--- Tâches demandées ---
(a) D'après l'extrait du document, pendant combien de temps les Hébreux adorèrent-ils Baal-bérith après la mort de Gédéon ?
(b) Pour chacune des affirmations suivantes, dites si elle s'accorde avec l'extrait du document, en citant les mots qui tranchent : (i) Les Philistins offrirent à Dieu cinq rats d'or. (ii) Les Philistins renvoyèrent l'arche attelée de quatre chevaux. (iii) Le Seigneur fit mourir cent anciens d'Israël.
(c) Transcrivez le passage de l'extrait du document qui commence à « Après la mort » et se termine à « ont-elles dû l’être ! ».

--- Extrait du document ---
------------------------------
Après la mort de Gédéon, les Hébreux adorèrent Baal-bérith pendant près de vingt ans, et renoncèrent au culte d’Adonaï, sans qu’aucun chef, aucun juge, aucun prêtre, criât vengeance. Leur crime était grand, je l’avoue ; mais si cette idolâtrie même fut tolérée, combien les différences dans le vrai culte ont-elles dû l’être !

Quelques-uns donnent pour une preuve d’intolérance que le Seigneur lui-même ayant permis que son arche fût prise par les Philistins dans un combat, il ne punit les Philistins qu’en les frappant d’une maladie secrète ressemblant aux hémorroïdes, en renversant la statue de Dagon, et en envoyant une multitude de rats dans leurs campagnes ; mais, lorsque les Philistins, pour apaiser sa colère, eurent renvoyé l’arche attelée de deux vaches qui nourrissaient leurs veaux, et offert à Dieu cinq rats d’or, et cinq anus d’or, le Seigneur fit mourir soixante et dix anciens d’Israël et cinquante mille hommes du peuple pour avoir regardé l’arche. On répond que le châtiment du Seigneur ne tombe point sur une croyance, sur une différence dans le culte, ni sur aucune idolâtrie.
------------------------------
--- Données fournies ---

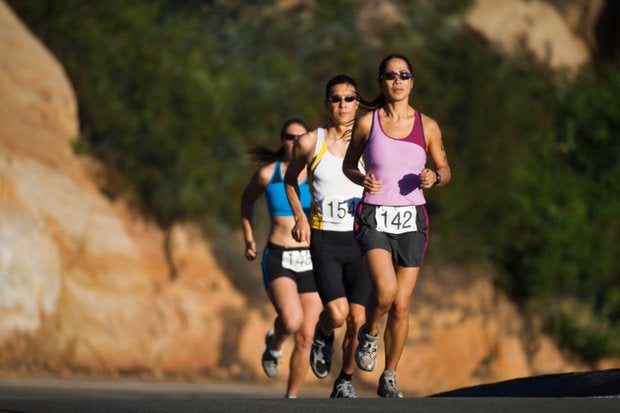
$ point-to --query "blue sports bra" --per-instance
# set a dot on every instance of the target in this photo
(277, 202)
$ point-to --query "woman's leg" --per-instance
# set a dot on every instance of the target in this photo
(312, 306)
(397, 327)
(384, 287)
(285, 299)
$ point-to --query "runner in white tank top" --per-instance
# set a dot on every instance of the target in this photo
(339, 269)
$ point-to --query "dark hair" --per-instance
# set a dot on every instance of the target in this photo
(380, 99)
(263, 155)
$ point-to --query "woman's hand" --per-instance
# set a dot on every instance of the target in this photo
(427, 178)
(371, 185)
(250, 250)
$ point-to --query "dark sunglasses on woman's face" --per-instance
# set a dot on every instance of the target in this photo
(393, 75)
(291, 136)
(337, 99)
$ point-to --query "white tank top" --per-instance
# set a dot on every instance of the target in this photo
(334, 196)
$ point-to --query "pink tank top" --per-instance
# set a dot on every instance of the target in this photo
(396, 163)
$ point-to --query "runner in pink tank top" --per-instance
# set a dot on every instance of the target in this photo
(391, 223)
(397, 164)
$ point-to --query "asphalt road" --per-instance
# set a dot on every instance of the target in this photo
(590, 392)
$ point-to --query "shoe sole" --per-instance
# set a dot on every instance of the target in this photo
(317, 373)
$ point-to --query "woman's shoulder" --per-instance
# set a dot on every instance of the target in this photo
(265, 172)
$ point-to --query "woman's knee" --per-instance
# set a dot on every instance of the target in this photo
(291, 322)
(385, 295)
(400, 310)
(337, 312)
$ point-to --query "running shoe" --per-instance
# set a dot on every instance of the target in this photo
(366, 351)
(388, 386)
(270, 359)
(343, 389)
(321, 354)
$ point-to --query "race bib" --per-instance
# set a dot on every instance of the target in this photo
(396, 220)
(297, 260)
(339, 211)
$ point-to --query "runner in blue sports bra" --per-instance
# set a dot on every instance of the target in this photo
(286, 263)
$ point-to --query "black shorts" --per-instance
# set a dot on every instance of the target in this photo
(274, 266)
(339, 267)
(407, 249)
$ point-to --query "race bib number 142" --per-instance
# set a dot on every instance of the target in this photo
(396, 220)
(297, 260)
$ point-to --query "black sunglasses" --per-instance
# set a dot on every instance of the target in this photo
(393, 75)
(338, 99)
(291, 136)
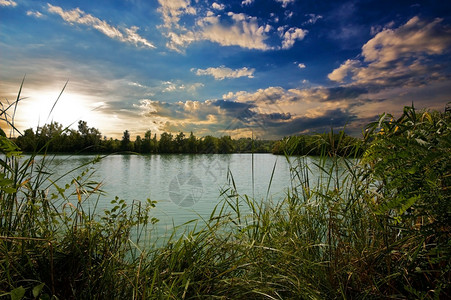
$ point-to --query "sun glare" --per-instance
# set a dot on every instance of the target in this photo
------------------------------
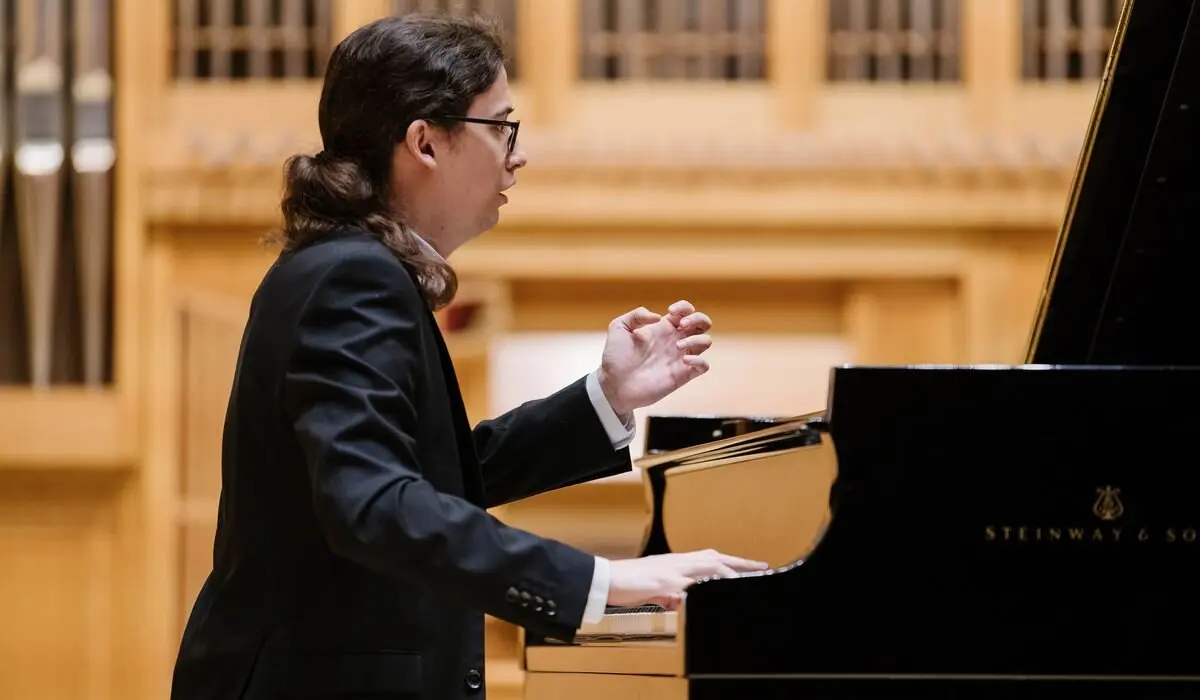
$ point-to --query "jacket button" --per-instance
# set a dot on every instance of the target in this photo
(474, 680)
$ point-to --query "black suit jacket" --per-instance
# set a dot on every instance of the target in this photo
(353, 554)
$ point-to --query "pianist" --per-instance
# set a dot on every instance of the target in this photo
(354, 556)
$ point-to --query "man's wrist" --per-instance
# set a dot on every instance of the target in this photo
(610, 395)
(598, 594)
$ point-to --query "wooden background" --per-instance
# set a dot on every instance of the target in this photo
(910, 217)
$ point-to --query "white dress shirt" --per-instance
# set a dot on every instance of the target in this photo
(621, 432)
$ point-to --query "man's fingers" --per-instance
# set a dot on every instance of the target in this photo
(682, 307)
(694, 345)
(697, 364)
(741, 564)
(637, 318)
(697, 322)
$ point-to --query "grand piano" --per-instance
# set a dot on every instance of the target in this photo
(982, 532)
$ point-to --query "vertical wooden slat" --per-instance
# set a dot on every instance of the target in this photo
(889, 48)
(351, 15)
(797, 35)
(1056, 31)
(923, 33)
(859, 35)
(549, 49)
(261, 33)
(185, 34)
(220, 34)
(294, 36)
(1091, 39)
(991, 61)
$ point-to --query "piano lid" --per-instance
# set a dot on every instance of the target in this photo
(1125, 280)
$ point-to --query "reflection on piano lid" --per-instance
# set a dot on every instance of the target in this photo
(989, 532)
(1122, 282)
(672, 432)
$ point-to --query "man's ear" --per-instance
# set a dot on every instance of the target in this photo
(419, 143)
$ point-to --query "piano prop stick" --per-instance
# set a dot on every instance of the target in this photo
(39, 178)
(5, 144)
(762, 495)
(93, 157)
------------------------------
--- Liste des réponses ---
(a) Pendant près de vingt ans.

(b)
(i) Oui : « offert à Dieu cinq rats d’or, et cinq anus d’or ».
(ii) Non : « eurent renvoyé l’arche attelée de deux vaches qui nourrissaient leurs veaux ».
(iii) Non : « le Seigneur fit mourir soixante et dix anciens d’Israël ».

(c)
Après la mort de Gédéon, les Hébreux adorèrent Baal-bérith pendant près de vingt ans, et renoncèrent au culte d’Adonaï, sans qu’aucun chef, aucun juge, aucun prêtre, criât vengeance. Leur crime était grand, je l’avoue ; mais si cette idolâtrie même fut tolérée, combien les différences dans le vrai culte ont-elles dû l’être !